### WORK REQUIRED
All that is needed is every line of the listing below that has "this".

### DATA RECORDS
============

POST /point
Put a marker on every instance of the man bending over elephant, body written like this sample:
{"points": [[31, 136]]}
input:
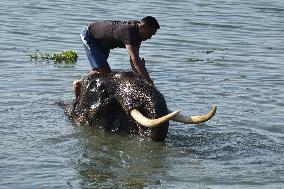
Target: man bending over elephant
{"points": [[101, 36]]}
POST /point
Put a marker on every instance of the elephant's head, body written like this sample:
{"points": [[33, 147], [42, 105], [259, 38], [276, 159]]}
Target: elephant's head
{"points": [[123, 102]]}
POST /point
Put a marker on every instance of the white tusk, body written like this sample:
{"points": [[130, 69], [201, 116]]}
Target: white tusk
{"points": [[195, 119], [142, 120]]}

============

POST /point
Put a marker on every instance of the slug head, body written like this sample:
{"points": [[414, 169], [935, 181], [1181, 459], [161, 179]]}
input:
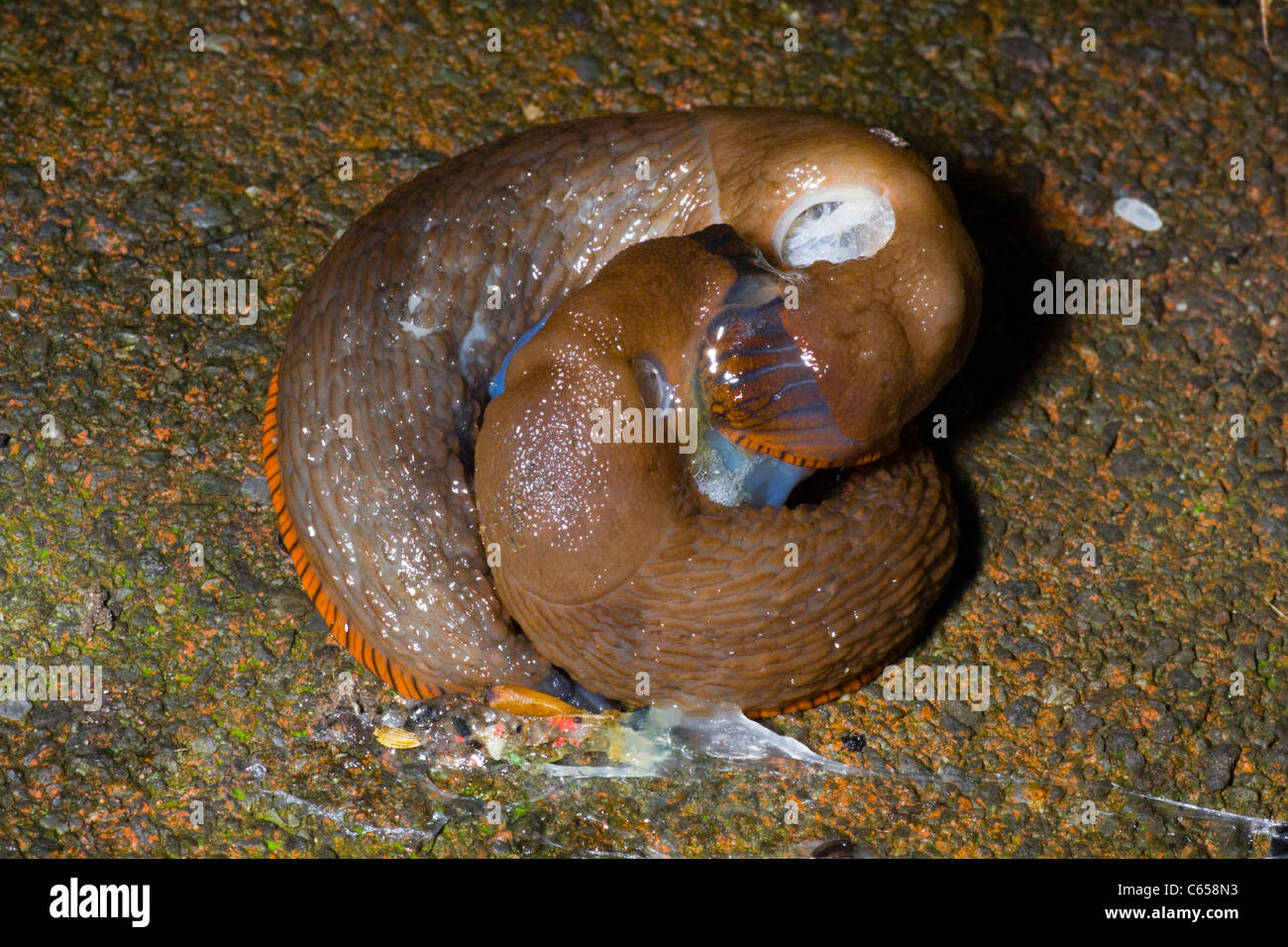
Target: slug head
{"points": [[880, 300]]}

============

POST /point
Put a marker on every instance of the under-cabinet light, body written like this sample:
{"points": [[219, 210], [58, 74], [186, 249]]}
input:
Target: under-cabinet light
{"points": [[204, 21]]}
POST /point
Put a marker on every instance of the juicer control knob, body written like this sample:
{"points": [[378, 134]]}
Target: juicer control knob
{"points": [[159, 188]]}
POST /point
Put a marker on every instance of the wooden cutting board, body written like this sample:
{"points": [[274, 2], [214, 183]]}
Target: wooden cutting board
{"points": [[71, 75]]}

============

### ANSWER SPACE
Put a marker on every instance of the man bending over elephant, body written like this sample:
Put a marker on every instance of the elephant's head, body written like this sample:
Put a marker on every instance of the white tusk, body written like this sample:
Put a marker on every instance of the slug head, body written like this sample:
Put a marker on every instance of the under-cabinet light, body written like this sample:
Put a marker on every instance of the juicer control knob, body written like this sample:
Put a marker on every instance of the wooden cutting board, body written like this sample:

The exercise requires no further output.